SOURCE EXTRACT -
==*==

On April 2, 2025, President Trump walked into the Rose Garden and announced the largest tariff wall around the US economy in a century. Bitcoin dropped from $85,000 to below $82,000 within 48 hours, the S&P 500 lost 10% over two trading sessions in its worst back-to-back decline in decades, and the crypto market shed roughly $200 billion in total value. Trump called it "Liberation Day," though markets had a considerably less flattering name for the largest single-day tariff escalation in modern American history.
One year later, the tariffs that started it all have been struck down by the Supreme Court, the dollar has posted its worst annual performance since 2017, and Bitcoin is trading around $67,000 after a round trip that took it from $83,000 on Liberation Day through a high above $126,000 and back down again. The anniversary marks the point where the relationship between trade policy, the dollar, and crypto permanently shifted.
What Happened on the Original Liberation Day
Trump's April 2, 2025, executive order imposed a baseline 10% tariff on all imports into the United States, with additional country-specific rates targeting roughly 60 nations. China faced tariffs exceeding 50%, the EU was hit with 20%, and even close allies like Canada and Mexico saw rates that weren't exempt from the broadest strokes of the policy. The legal authority Trump used was IEEPA, the International Emergency Economic Powers Act of 1977, a Cold War-era statute that no president had ever used to impose tariffs before.
The market reaction was immediate. The Dow Jones dropped over 4,000 points in two sessions, and in crypto, over $500 million in combined long and short positions were liquidated within 24 hours as panic hit both sides of the trade. BTC fell to $82,000, ETH dropped roughly 25% over three days, and altcoins saw double-digit declines across the board.
But the initial crash was only the beginning. Over the following 12 months, tariff policy changed more than 50 times, with rates going up, pauses being announced, and exemptions added and removed. The uncertainty itself became the dominant force in markets, and that unpredictability filtered into every asset class.

==*==

In the Liberation Day tariffs article, which statute did Trump rely on as the legal authority for the April 2, 2025 tariffs?

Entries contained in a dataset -

==*==

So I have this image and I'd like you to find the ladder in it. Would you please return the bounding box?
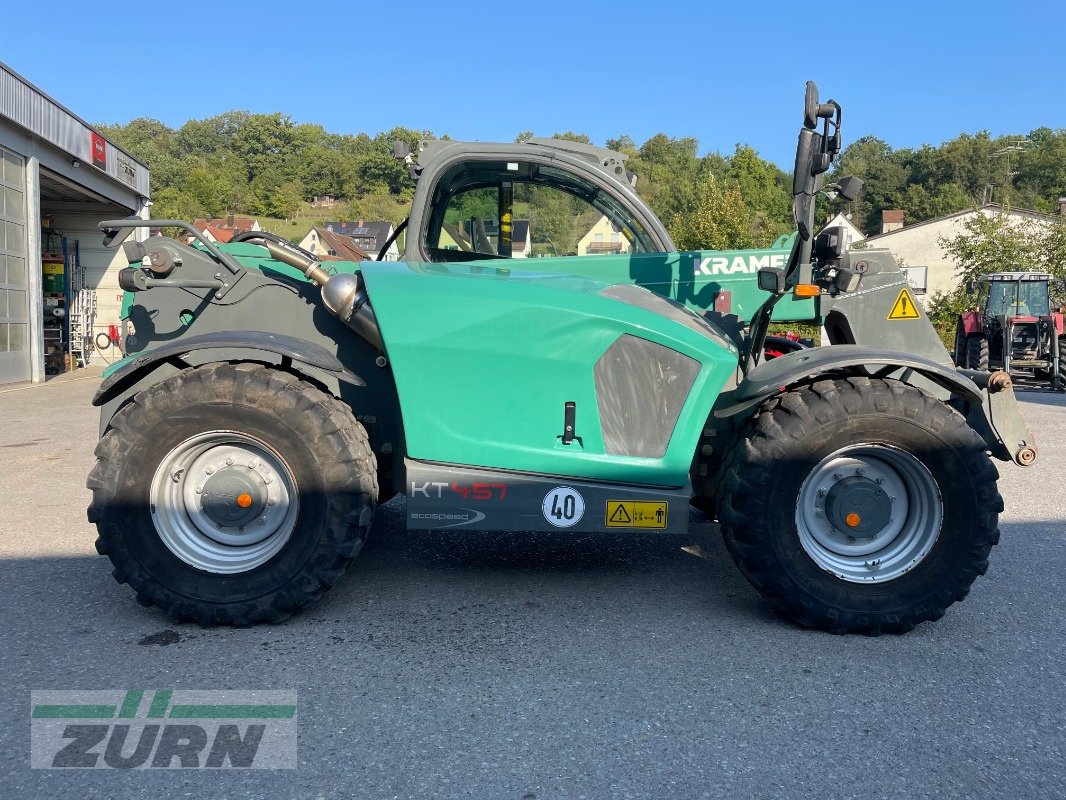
[70,289,96,367]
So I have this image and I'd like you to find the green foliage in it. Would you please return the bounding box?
[671,175,759,250]
[825,128,1066,234]
[99,110,1066,260]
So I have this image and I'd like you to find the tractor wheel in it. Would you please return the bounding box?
[951,320,968,369]
[718,378,1003,635]
[88,364,377,626]
[966,336,988,372]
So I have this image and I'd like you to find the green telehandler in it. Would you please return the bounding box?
[88,83,1036,634]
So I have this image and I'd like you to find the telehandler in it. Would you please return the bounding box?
[88,83,1036,634]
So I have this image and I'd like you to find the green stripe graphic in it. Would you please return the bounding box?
[33,704,115,719]
[169,705,296,719]
[118,689,144,719]
[148,689,174,719]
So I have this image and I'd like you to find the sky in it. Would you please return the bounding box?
[6,0,1066,170]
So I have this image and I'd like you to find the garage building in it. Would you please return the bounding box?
[0,63,150,385]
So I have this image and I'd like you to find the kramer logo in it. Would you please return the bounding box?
[30,689,297,769]
[692,253,788,275]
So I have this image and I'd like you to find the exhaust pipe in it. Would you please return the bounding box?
[264,240,385,353]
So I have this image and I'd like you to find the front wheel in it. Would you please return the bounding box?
[718,378,1003,634]
[88,364,377,625]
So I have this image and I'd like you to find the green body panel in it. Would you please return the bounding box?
[492,247,817,322]
[360,259,737,486]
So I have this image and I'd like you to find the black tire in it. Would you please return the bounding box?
[88,364,377,626]
[966,336,988,372]
[718,378,1003,635]
[952,320,968,369]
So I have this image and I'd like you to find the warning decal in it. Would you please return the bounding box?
[604,500,669,528]
[888,288,922,320]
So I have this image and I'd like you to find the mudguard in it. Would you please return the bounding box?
[722,345,981,407]
[93,331,366,406]
[714,345,1037,466]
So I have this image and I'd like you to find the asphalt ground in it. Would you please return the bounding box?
[0,377,1066,800]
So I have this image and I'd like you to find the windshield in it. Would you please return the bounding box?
[987,281,1051,317]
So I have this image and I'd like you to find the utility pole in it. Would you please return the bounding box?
[992,139,1029,213]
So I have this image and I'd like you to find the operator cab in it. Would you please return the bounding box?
[421,160,658,261]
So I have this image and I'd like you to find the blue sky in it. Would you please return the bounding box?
[0,0,1066,169]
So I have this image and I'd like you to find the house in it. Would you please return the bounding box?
[300,228,371,261]
[578,217,629,256]
[323,220,400,261]
[819,211,866,247]
[188,214,262,244]
[865,203,1059,300]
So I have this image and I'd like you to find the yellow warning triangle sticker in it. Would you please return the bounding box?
[888,289,922,320]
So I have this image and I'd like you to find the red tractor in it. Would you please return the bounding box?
[954,272,1066,390]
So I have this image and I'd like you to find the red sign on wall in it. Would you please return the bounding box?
[90,130,108,170]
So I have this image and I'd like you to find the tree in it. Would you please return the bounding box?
[671,175,758,250]
[928,213,1066,341]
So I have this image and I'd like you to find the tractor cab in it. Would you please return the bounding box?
[974,272,1053,319]
[955,271,1066,389]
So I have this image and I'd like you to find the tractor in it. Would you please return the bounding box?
[88,83,1037,635]
[954,272,1066,390]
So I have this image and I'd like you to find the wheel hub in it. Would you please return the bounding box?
[795,444,943,583]
[151,431,298,573]
[200,467,267,528]
[825,475,892,539]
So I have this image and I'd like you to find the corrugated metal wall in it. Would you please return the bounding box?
[0,64,148,197]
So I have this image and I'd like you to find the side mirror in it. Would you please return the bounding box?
[758,267,785,294]
[803,81,818,130]
[837,175,862,203]
[813,226,846,261]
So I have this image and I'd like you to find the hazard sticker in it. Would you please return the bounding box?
[888,289,922,320]
[604,500,669,528]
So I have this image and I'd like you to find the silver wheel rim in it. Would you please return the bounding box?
[795,444,943,583]
[151,431,298,574]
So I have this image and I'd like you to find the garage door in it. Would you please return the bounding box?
[0,147,30,383]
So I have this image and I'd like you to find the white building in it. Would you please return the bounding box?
[866,203,1059,297]
[0,64,150,384]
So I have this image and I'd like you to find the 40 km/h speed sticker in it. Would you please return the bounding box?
[540,486,585,528]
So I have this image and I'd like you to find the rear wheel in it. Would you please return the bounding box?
[718,378,1002,634]
[88,364,377,625]
[966,336,988,372]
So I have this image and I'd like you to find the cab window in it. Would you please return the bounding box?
[424,162,652,261]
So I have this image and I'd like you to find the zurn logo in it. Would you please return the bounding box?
[30,689,297,769]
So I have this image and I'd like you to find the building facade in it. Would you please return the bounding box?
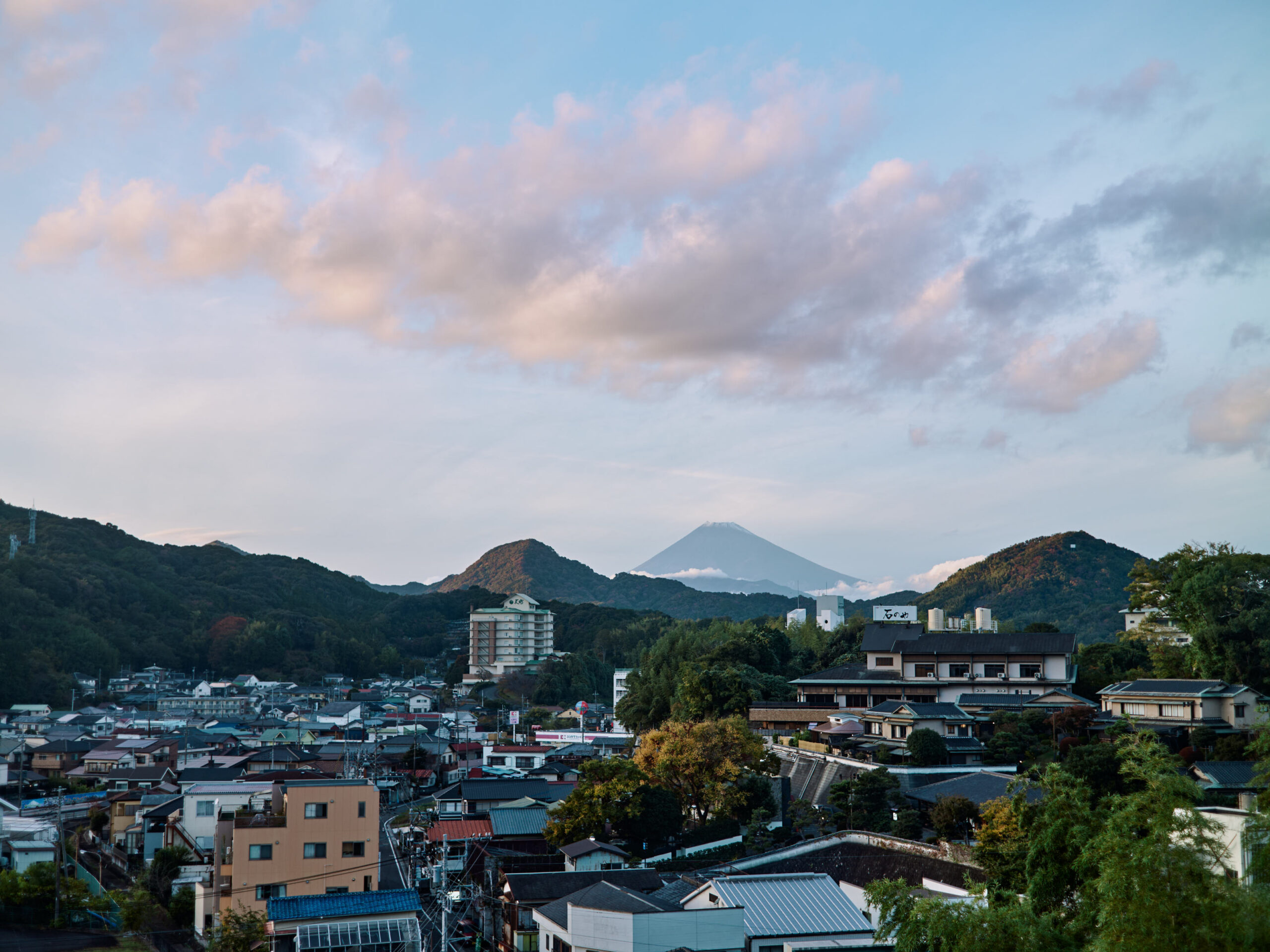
[463,594,555,682]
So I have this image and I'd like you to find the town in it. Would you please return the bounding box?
[0,594,1270,952]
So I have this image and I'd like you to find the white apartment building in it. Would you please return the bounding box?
[463,593,555,682]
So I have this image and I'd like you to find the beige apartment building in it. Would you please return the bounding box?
[194,779,380,929]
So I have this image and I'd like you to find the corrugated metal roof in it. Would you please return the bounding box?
[489,807,547,836]
[269,890,423,922]
[702,873,873,937]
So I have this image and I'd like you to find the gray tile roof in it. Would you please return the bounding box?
[702,872,873,937]
[861,625,1076,655]
[904,771,1044,806]
[1194,760,1265,789]
[507,870,662,904]
[489,806,547,836]
[1098,678,1246,697]
[538,881,683,928]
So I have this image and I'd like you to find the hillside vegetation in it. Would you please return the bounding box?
[917,532,1142,644]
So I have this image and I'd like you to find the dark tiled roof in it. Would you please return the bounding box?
[861,625,1076,655]
[269,890,423,922]
[560,838,630,859]
[790,664,899,684]
[538,882,683,928]
[458,777,549,800]
[1194,760,1265,789]
[904,771,1044,807]
[1098,678,1245,697]
[507,870,662,902]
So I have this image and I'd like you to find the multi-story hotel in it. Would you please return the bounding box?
[463,594,555,682]
[790,623,1076,710]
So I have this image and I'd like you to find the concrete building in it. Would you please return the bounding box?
[816,595,847,631]
[194,779,380,925]
[790,623,1076,710]
[1098,678,1270,734]
[463,594,555,683]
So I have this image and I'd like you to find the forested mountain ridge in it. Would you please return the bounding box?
[0,501,502,707]
[917,532,1143,644]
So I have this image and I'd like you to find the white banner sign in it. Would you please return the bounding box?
[874,605,917,622]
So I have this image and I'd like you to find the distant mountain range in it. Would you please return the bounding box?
[633,522,860,595]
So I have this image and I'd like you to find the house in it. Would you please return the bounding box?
[1173,806,1270,881]
[494,870,662,952]
[463,593,555,684]
[533,881,747,952]
[315,701,362,727]
[267,890,423,952]
[485,744,554,771]
[560,836,631,872]
[194,779,380,923]
[860,701,983,764]
[1098,678,1270,736]
[790,622,1076,710]
[681,872,874,952]
[30,740,97,777]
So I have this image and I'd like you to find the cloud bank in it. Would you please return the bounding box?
[24,67,1270,414]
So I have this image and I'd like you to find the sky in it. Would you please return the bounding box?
[0,0,1270,594]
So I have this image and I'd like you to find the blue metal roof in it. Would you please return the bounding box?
[269,890,423,922]
[701,873,873,937]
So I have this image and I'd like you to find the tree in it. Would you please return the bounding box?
[931,796,979,839]
[1129,542,1270,691]
[974,797,1027,893]
[542,758,649,847]
[207,901,267,952]
[908,727,949,767]
[829,767,899,833]
[634,717,778,824]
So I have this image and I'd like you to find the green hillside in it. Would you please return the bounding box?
[0,503,502,707]
[917,532,1142,644]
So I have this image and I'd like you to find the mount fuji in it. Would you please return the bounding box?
[631,522,861,595]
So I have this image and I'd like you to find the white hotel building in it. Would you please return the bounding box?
[463,594,555,682]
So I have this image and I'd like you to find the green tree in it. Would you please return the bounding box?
[1129,542,1270,691]
[207,902,267,952]
[931,796,979,839]
[907,727,949,767]
[634,717,778,824]
[829,767,899,833]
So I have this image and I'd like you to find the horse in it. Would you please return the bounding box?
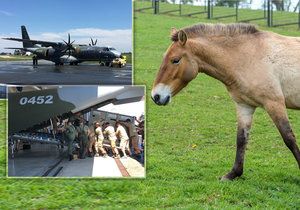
[151,23,300,180]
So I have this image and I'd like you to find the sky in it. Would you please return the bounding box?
[0,0,132,52]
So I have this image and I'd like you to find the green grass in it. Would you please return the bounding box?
[134,7,300,209]
[0,2,300,209]
[135,1,298,30]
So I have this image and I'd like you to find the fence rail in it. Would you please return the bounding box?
[135,0,300,28]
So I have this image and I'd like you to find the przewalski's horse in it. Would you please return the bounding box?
[152,24,300,180]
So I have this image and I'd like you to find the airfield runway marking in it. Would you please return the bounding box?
[0,61,132,85]
[92,157,123,177]
[115,159,130,177]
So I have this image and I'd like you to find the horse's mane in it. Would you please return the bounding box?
[171,23,259,42]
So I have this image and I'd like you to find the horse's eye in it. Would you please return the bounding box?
[171,58,180,64]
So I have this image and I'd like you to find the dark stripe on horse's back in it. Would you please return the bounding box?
[171,23,259,42]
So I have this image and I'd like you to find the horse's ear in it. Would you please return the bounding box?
[178,30,187,46]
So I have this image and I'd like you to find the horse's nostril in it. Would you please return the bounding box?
[154,94,160,102]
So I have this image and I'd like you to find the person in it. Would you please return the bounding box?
[95,122,107,158]
[103,122,120,158]
[76,119,89,159]
[125,118,141,155]
[116,121,130,158]
[88,123,96,157]
[63,120,77,161]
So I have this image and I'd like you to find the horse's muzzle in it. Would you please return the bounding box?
[151,94,170,106]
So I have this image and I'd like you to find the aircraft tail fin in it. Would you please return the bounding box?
[21,26,34,48]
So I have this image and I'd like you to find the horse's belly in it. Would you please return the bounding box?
[281,71,300,109]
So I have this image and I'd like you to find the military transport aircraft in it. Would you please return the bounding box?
[8,86,144,157]
[3,26,121,66]
[8,86,144,134]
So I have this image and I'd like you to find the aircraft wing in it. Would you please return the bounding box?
[2,38,65,48]
[4,47,26,51]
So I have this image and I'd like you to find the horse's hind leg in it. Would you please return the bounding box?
[265,102,300,168]
[221,104,255,180]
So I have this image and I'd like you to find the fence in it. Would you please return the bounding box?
[135,0,300,28]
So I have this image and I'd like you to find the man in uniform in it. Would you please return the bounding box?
[32,54,38,66]
[103,122,120,158]
[116,121,130,158]
[76,119,89,159]
[88,122,96,157]
[125,119,141,155]
[95,122,107,157]
[64,120,77,161]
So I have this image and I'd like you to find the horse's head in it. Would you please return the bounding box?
[151,29,199,105]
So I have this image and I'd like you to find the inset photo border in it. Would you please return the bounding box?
[7,85,146,178]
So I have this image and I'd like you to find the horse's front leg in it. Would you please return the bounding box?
[221,104,255,181]
[264,100,300,168]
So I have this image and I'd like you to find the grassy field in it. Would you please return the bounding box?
[0,2,300,209]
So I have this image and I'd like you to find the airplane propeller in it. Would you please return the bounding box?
[91,37,98,46]
[61,34,75,57]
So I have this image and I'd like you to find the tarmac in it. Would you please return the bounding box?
[0,60,132,85]
[8,143,145,178]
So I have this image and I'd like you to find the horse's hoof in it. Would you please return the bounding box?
[220,175,233,182]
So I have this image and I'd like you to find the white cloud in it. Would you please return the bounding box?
[0,28,132,52]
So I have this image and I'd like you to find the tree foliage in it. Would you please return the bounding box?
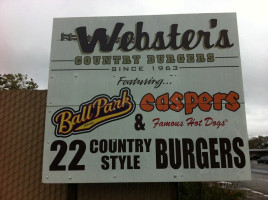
[0,73,38,90]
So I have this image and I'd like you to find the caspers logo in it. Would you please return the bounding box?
[61,19,234,54]
[51,88,136,137]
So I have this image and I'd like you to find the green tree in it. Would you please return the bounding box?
[0,73,38,90]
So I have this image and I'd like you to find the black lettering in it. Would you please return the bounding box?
[233,137,246,168]
[182,138,195,168]
[155,139,168,169]
[209,138,220,168]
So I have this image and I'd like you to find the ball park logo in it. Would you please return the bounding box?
[51,88,136,137]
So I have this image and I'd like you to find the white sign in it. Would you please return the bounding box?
[43,13,251,183]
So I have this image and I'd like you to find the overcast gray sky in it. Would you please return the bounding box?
[0,0,268,137]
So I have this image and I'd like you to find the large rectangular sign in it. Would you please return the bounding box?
[43,13,251,183]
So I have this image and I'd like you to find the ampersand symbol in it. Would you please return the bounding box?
[134,114,145,131]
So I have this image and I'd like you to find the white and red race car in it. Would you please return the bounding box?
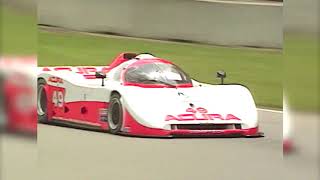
[37,53,262,137]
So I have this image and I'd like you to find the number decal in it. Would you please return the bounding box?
[52,91,64,107]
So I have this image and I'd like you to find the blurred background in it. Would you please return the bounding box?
[0,0,319,180]
[0,0,37,180]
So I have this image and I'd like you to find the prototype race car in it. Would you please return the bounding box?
[37,53,262,137]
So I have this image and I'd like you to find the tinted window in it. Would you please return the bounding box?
[125,63,191,85]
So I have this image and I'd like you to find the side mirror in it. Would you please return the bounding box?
[95,72,107,86]
[217,71,227,84]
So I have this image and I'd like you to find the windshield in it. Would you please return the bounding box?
[125,62,191,86]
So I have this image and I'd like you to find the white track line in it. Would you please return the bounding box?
[257,108,283,114]
[196,0,283,7]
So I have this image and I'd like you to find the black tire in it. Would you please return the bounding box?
[108,93,123,134]
[37,79,48,123]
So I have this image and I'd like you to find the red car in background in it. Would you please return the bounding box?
[0,57,37,134]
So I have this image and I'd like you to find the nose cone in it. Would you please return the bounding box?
[124,86,257,130]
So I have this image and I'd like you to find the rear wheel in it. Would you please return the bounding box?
[37,79,48,123]
[108,93,123,134]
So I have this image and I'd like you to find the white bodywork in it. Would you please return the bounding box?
[38,62,258,130]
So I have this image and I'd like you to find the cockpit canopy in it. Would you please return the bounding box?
[124,59,191,86]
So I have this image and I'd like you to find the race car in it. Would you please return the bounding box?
[37,53,262,137]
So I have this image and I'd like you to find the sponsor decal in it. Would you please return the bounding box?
[165,107,241,121]
[48,76,63,84]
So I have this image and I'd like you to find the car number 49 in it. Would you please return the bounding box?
[52,91,64,107]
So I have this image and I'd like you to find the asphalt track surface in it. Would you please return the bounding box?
[38,111,285,180]
[0,110,320,180]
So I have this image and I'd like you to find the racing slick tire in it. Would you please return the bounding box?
[108,93,123,134]
[37,79,48,123]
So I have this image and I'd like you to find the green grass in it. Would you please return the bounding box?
[284,33,320,112]
[38,30,283,108]
[0,5,37,56]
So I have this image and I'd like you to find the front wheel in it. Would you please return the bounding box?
[108,93,123,134]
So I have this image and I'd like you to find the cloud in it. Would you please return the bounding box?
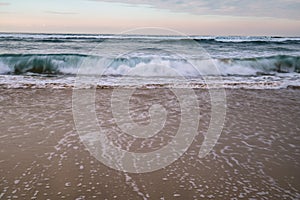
[92,0,300,19]
[45,10,78,15]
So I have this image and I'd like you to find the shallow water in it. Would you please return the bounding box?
[0,89,300,199]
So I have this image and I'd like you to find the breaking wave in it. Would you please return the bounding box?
[0,54,300,77]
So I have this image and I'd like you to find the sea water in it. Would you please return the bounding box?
[0,33,300,89]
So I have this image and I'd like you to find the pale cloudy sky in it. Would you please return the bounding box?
[0,0,300,36]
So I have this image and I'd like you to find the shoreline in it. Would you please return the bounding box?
[0,88,300,199]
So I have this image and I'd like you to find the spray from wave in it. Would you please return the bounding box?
[0,54,300,77]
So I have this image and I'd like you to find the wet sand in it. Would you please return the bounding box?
[0,89,300,199]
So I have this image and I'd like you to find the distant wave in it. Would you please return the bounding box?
[0,54,300,77]
[0,33,300,44]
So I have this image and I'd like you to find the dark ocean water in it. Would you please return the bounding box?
[0,33,300,88]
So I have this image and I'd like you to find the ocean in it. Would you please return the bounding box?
[0,33,300,89]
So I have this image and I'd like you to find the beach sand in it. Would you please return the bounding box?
[0,89,300,199]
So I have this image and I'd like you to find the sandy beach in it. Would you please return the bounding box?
[0,89,300,199]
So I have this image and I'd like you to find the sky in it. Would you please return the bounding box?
[0,0,300,36]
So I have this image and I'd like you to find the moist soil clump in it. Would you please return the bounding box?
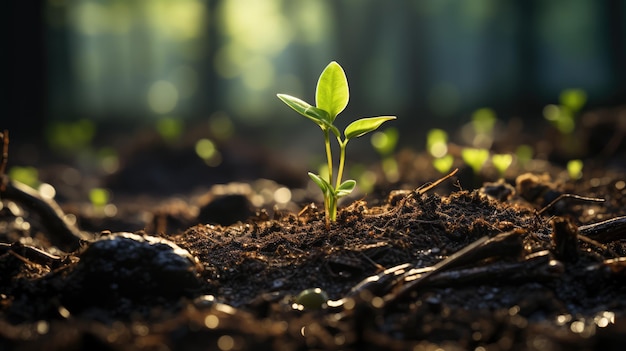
[0,110,626,351]
[0,172,626,350]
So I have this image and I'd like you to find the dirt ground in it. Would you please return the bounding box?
[0,110,626,351]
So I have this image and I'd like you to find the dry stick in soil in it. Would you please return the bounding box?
[537,194,604,215]
[0,130,90,251]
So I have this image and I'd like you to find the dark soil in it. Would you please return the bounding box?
[0,108,626,351]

==*==

OUTPUT FOR THIS EXERCISE -
IEEPA, the International Emergency Economic Powers Act of 1977.